>> Start Text segment

# Welding Experts (I need your advice)



## fourthwind (Sep 14, 2009)

I have a stick burner project in process, and I need to finish or fix the previous owners flaws.  I have good to very good mechanical skills, but basically no welding experiance.  My father in law just gave me an old Lincoln electric AC-225 stick welder.  2 questions.  Will this be good enough to weld on up to 1/4 steel, and is it easy enough to use that a beginner  can learn on a few scraps then have a prayer of making some decent welds?


----------



## hemi (Sep 14, 2009)

It is not as easy to use as a wire welder but it will handle the 1/4 steel with no problem. They were some good old welders. got that coffin shaped top if I remember right. I use a stick welder by choice because U get good penetration with it.  Practice ...  Hemi..


----------



## silverwolf636 (Sep 14, 2009)

First of all you are saying "up to" 1/4 inch steel. The problem with stick is that you can only turn your amps down so far and depending on the thickness you may strike an arc and burn through at that point.  My suggestion is to get a mig (wire) welder if possible. Wire welding are easy to learn also.  I purchased a little 140 Lincoln welder for the stuff that I do here at the house (like building and/or modifying my smoker.) Not knowing what type or size of welder you have I can't give you any suggestions.  Hope this helps. If you have any more info let me know. I've welded for 20 years.


----------



## fourthwind (Sep 14, 2009)

The welder is a Lincoln AC-225.  
http://www.mylincolnelectric.com/Cat...et.aspx?p=2493

It is variable from 40 amps to 225 amps.  Right now funds prevent me from buying or renting anything.  It's been a big hold up for me with this project.  I dont have the money to hire someone to do it either.  This is why when my father inlaw piped up he had one of these that he never used and wanted to give it to me that I was pretty excited.  Getting the metal to practice and fix this thing will be hard enough.  I need to put 2 inch strips around the firebox door and top hatch to seal it up.  The firebox is 1/4 steel.  The barrel is a 55 gallon drum, and also needs a seal around the door.  I could just get tin and rivet that piece on if this will be too hot of a weld for it.  The last project will be to weld the exhaust stack on to the drum.

>> End Text segment
>> Start Data lines

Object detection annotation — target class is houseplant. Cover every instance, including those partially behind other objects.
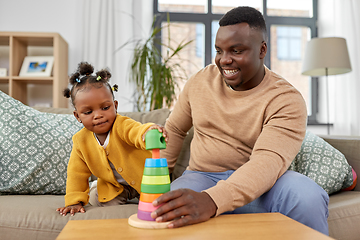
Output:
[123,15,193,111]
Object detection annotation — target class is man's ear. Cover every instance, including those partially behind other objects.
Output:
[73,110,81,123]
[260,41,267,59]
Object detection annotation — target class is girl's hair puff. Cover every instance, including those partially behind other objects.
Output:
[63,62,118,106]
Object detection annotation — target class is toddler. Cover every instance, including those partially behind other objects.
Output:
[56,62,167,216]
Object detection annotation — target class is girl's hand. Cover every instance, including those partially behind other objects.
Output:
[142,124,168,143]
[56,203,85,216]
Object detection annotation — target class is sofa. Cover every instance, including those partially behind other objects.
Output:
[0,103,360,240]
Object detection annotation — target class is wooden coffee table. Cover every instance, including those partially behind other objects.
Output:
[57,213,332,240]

>> End Data lines
>> Start Data lines

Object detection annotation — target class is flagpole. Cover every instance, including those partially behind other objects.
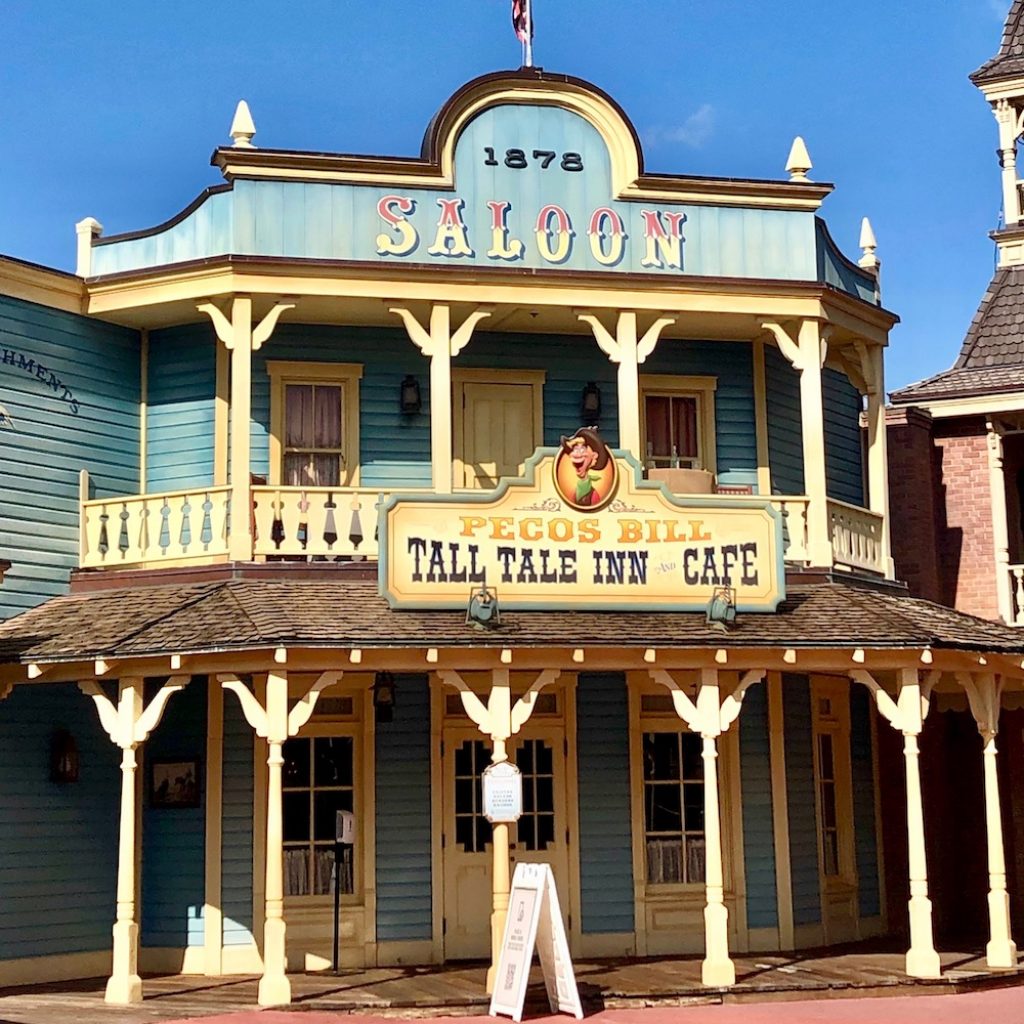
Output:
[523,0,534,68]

>> End Data lines

**Written instruction**
How would the forum thread about welding a smoker with a Lincoln AC-225 go on? Continue it from the point where it stops.

**Exercise answer**
----------



## silverwolf636 (Sep 14, 2009)

If your strap is 1/4 inch and you are welding to barrel, you may want to go to a local auto store or welding supply place and get the smallest 6013 rod you can get a hold of.  The 6013 is a mild steel rod for all-around-use. What you want to do is try to practice on metal that is relatively the same that you are going to weld.  If you can find some 1/4 scrap and maybe some scrap sheet metal that would be great. If you can't, I hate to say this but, I foresee alot of burn holes through your barrel.  Start out with your welder turned down low. If you stick a lot then turn it up a notch until you can run a puddle but not chicken turds.  Next you want to focus most of your puddle on the thicker metal and slowly work it in to the metal of the barrel. Be very careful to watch the puddle cause it won't take much to burn through the barrel. I hope this helps.  
That welder is nice; I used to have one till a flood destroyed it.
I fully understand about the money being tight.  I'm just got my unemployment extended with no call back or any other jobs in sight.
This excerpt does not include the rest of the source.